Carnivore végétalien : malgré un régime végétal, les pandas géants ont le métabolisme des plus grands amateurs de viande
L‘adoption du bambou par le panda géant comme source alimentaire unique a intrigué les scientifiques pendant des décennies. Maintenant, une analyse des macronutriments de leur alimentation suggère que ce n’était pas un si grand changement dans son évolution comme on le pensait auparavant.
Avec un mélange de caractéristiques herbivores et carnivores, les pandas géants (Ailuropoda melanoleuca) présentent un paradoxe évolutif. Les muscles spécialisés de la mâchoire, les dents et un « pseudo-pouce » pour saisir et manipuler le bambou sont des caractéristiques herbivores. Pourtant, leur système digestif possède le même tube digestif, les mêmes enzymes et le même microbiote intestinal que les carnivores.
Des chercheurs de l’Académie chinoise des sciences de Pékin ont fait équipe avec l’écologiste nutritionniste David Raubenheimer de l’université de Sydney, en Australie, pour analyser les macronutriments dans le régime panda.

### [DONNÉES SOURCES]
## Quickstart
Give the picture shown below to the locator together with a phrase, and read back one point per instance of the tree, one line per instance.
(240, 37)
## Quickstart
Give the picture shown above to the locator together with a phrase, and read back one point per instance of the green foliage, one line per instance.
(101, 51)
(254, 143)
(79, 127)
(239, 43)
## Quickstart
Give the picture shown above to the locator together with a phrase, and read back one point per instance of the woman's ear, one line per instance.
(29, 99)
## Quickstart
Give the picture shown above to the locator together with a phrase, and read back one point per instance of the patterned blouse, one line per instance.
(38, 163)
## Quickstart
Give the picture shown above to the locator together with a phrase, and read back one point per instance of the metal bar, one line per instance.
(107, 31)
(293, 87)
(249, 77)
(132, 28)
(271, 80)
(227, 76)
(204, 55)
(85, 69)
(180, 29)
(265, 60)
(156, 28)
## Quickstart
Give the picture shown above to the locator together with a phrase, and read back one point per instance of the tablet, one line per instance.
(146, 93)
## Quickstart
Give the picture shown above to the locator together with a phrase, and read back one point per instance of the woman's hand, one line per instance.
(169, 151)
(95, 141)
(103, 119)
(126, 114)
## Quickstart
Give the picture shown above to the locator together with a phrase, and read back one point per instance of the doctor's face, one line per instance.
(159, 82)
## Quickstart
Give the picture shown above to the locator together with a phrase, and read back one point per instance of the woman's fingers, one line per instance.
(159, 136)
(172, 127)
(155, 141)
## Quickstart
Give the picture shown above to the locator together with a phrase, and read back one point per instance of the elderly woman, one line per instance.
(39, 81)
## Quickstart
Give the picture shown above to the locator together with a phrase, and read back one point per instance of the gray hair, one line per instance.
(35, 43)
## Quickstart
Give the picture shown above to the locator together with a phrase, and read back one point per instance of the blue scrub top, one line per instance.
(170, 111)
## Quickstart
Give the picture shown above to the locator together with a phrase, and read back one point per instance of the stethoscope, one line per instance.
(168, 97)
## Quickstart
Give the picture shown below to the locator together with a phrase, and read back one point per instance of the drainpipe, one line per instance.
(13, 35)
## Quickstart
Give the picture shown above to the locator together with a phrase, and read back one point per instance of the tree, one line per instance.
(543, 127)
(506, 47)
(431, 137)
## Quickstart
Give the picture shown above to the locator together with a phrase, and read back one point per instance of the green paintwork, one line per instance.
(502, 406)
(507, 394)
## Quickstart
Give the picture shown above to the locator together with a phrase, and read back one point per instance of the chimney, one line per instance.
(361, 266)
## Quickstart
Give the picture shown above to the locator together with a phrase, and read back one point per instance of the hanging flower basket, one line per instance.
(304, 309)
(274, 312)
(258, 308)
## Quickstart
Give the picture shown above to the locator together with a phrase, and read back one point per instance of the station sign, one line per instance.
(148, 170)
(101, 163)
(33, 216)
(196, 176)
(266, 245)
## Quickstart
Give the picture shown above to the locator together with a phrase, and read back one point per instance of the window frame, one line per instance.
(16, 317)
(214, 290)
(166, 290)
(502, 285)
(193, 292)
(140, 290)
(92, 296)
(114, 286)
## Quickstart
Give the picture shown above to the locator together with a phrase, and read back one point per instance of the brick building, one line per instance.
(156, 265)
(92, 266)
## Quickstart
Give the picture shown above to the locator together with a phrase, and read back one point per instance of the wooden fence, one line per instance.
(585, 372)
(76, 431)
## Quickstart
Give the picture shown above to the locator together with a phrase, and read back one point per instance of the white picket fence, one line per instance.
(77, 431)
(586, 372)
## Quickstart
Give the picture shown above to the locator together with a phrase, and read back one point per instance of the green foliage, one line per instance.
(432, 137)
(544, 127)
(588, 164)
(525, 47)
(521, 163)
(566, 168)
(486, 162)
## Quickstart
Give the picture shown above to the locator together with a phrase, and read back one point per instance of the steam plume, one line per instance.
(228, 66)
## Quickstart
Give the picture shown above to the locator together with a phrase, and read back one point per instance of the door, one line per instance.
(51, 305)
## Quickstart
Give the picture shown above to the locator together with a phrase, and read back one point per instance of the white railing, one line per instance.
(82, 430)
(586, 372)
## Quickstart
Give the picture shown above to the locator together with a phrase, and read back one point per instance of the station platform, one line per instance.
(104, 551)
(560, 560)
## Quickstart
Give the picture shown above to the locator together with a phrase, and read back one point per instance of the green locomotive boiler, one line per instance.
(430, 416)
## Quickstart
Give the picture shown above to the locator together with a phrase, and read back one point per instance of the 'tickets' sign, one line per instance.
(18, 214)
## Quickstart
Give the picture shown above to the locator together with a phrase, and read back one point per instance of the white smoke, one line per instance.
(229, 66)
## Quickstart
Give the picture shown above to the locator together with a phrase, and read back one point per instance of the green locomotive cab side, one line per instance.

### [CONSIGNE À SUIVRE]
Extrayez le texte sur le régime du panda géant dans son intégralité, sans en modifier un seul caractère.

### [VOTRE SOLUTION]
Carnivore végétalien : malgré un régime végétal, les pandas géants ont le métabolisme des plus grands amateurs de viande
L‘adoption du bambou par le panda géant comme source alimentaire unique a intrigué les scientifiques pendant des décennies. Maintenant, une analyse des macronutriments de leur alimentation suggère que ce n’était pas un si grand changement dans son évolution comme on le pensait auparavant.
Avec un mélange de caractéristiques herbivores et carnivores, les pandas géants (Ailuropoda melanoleuca) présentent un paradoxe évolutif. Les muscles spécialisés de la mâchoire, les dents et un « pseudo-pouce » pour saisir et manipuler le bambou sont des caractéristiques herbivores. Pourtant, leur système digestif possède le même tube digestif, les mêmes enzymes et le même microbiote intestinal que les carnivores.
Des chercheurs de l’Académie chinoise des sciences de Pékin ont fait équipe avec l’écologiste nutritionniste David Raubenheimer de l’université de Sydney, en Australie, pour analyser les macronutriments dans le régime panda.